-- Task details --
Show each line of the listing in which the word "brown" occurs.

-- The input --
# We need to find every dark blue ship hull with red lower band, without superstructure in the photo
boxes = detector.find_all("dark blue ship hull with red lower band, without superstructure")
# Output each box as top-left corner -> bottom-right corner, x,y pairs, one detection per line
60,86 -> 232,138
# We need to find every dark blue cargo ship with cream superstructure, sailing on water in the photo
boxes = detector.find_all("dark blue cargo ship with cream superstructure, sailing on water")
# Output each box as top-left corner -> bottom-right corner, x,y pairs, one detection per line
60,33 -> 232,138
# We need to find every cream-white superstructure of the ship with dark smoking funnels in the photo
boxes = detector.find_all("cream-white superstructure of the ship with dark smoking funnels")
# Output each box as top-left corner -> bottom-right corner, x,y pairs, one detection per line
---
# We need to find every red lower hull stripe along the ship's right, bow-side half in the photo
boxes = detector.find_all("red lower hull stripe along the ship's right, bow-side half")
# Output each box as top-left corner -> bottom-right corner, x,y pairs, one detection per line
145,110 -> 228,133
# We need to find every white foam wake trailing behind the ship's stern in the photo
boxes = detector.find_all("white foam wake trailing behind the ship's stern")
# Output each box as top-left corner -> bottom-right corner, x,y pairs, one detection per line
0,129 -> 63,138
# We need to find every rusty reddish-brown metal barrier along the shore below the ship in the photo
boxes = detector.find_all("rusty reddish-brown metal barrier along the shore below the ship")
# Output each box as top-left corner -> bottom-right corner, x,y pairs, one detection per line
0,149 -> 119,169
...
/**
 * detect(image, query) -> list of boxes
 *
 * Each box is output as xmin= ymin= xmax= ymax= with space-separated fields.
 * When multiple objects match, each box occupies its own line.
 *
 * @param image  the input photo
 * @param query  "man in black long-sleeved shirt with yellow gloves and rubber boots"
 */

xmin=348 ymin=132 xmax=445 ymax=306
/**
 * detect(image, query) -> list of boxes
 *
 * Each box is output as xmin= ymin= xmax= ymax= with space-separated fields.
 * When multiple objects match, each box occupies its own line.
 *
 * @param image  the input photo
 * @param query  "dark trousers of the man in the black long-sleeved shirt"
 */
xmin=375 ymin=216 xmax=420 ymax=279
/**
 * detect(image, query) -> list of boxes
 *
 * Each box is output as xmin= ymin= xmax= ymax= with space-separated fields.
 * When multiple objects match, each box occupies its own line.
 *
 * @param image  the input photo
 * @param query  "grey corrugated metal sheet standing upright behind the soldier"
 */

-- Finished exercise --
# We need to find every rusty reddish-brown metal barrier along the shore below the ship in the photo
boxes = detector.find_all("rusty reddish-brown metal barrier along the shore below the ship")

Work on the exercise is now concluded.